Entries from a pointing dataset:
* * * * * * * * *

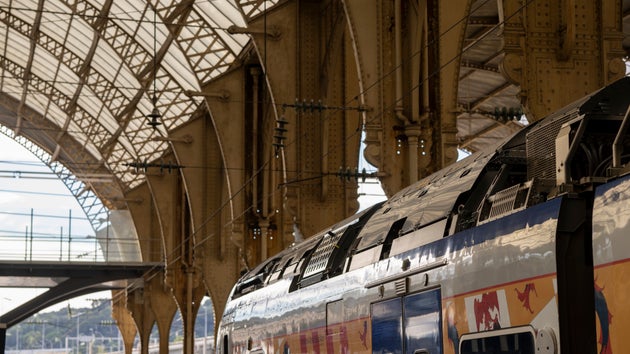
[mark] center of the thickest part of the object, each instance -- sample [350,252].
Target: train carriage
[522,248]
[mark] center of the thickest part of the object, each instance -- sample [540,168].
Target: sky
[25,184]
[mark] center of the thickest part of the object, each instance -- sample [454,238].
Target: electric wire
[364,91]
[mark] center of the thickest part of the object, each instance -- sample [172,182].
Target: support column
[559,51]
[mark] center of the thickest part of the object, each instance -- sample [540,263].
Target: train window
[518,340]
[412,324]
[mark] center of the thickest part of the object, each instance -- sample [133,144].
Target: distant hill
[50,330]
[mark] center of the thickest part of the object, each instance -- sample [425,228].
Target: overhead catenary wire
[375,117]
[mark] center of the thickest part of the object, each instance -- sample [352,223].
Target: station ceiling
[84,75]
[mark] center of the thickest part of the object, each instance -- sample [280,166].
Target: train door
[408,325]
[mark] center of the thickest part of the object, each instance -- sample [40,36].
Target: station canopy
[81,77]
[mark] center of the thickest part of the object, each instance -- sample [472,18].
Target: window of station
[507,341]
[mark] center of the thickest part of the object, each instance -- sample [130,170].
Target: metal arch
[140,63]
[87,199]
[47,89]
[253,8]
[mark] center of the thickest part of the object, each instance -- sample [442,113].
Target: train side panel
[611,256]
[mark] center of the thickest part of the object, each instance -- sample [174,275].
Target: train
[521,248]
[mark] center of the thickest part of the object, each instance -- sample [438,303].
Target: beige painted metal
[560,51]
[395,66]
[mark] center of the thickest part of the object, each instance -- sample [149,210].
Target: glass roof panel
[78,134]
[19,48]
[23,10]
[45,66]
[54,113]
[11,86]
[124,51]
[108,64]
[222,14]
[80,37]
[176,63]
[53,24]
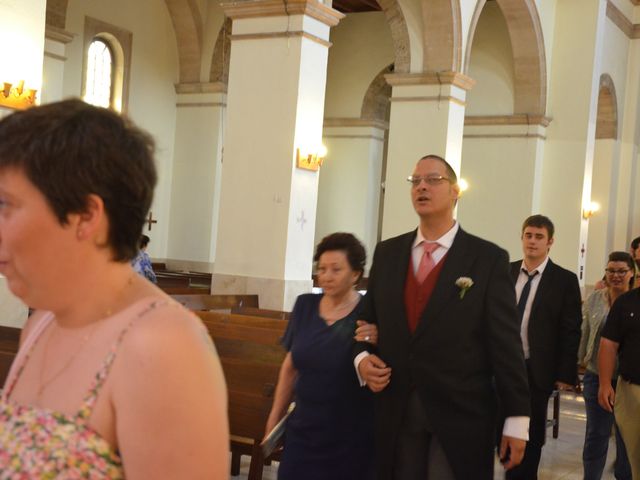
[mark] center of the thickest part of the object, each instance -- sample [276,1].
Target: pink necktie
[426,262]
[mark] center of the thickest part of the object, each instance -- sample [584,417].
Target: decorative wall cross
[150,221]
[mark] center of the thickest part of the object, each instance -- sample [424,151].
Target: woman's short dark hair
[144,241]
[70,150]
[347,243]
[628,259]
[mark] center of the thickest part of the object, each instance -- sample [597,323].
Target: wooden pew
[185,290]
[260,312]
[173,278]
[9,344]
[216,302]
[251,356]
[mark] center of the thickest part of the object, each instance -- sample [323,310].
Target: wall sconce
[589,210]
[463,185]
[310,161]
[17,97]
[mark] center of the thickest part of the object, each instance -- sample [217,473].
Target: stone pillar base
[273,293]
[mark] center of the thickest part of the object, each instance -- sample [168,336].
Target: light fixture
[310,161]
[17,97]
[590,209]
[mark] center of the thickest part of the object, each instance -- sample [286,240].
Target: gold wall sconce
[590,209]
[310,161]
[16,96]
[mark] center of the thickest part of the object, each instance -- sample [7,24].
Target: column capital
[209,87]
[276,8]
[430,78]
[58,34]
[516,119]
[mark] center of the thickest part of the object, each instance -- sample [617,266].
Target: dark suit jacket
[464,355]
[554,326]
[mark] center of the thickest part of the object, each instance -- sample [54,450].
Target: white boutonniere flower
[464,284]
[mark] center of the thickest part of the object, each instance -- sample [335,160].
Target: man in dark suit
[448,344]
[549,306]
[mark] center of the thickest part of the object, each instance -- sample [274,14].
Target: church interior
[279,122]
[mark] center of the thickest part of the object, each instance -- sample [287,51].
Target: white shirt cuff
[356,362]
[516,427]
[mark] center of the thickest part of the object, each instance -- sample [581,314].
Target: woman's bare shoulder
[32,321]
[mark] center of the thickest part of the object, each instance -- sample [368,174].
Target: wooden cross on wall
[150,220]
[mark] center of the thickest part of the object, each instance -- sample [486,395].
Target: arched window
[107,60]
[100,74]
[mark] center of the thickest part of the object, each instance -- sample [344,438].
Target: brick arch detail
[529,60]
[187,23]
[442,35]
[607,120]
[376,102]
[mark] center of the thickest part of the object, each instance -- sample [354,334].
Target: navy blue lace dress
[329,436]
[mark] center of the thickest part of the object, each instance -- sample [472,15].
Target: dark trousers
[528,469]
[419,455]
[597,434]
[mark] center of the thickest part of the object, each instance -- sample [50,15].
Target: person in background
[620,339]
[113,379]
[619,276]
[449,344]
[549,306]
[142,263]
[329,434]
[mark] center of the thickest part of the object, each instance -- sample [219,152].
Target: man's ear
[90,223]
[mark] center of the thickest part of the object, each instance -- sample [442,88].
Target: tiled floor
[561,457]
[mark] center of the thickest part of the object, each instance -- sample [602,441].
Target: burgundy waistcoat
[416,296]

* * * * * * * * *

Can you rewrite everything from the line containing "-- sample [344,438]." down through the end of the records, replacing "burgundy" with "maroon" and keeping all else unchanged?

[mark] center of the thickest part of the object, each instance -- sample [344,438].
Target: brick arch detail
[529,60]
[187,23]
[442,35]
[607,120]
[376,102]
[mark] center of the thickest part of the object, each instance -- sample [354,334].
Target: navy blue lace dress
[329,436]
[mark] center of the thickest part of the object, each instance -- sample [472,15].
Target: dark trousers
[528,469]
[419,455]
[597,434]
[mark] center of the thickest part of the object, each instance -- sample [50,15].
Target: person in background
[620,339]
[113,379]
[619,276]
[449,344]
[549,306]
[142,263]
[329,434]
[mark] center of the thickest part of the object, each instance -- sample [219,152].
Target: man's ear
[90,223]
[mark] center of the thickest part of the object, each instance -- sample [442,88].
Target: tiled floor
[561,457]
[mark] center of the thickest part of the object, each instance -- sample [602,441].
Target: maroon waistcoat
[416,296]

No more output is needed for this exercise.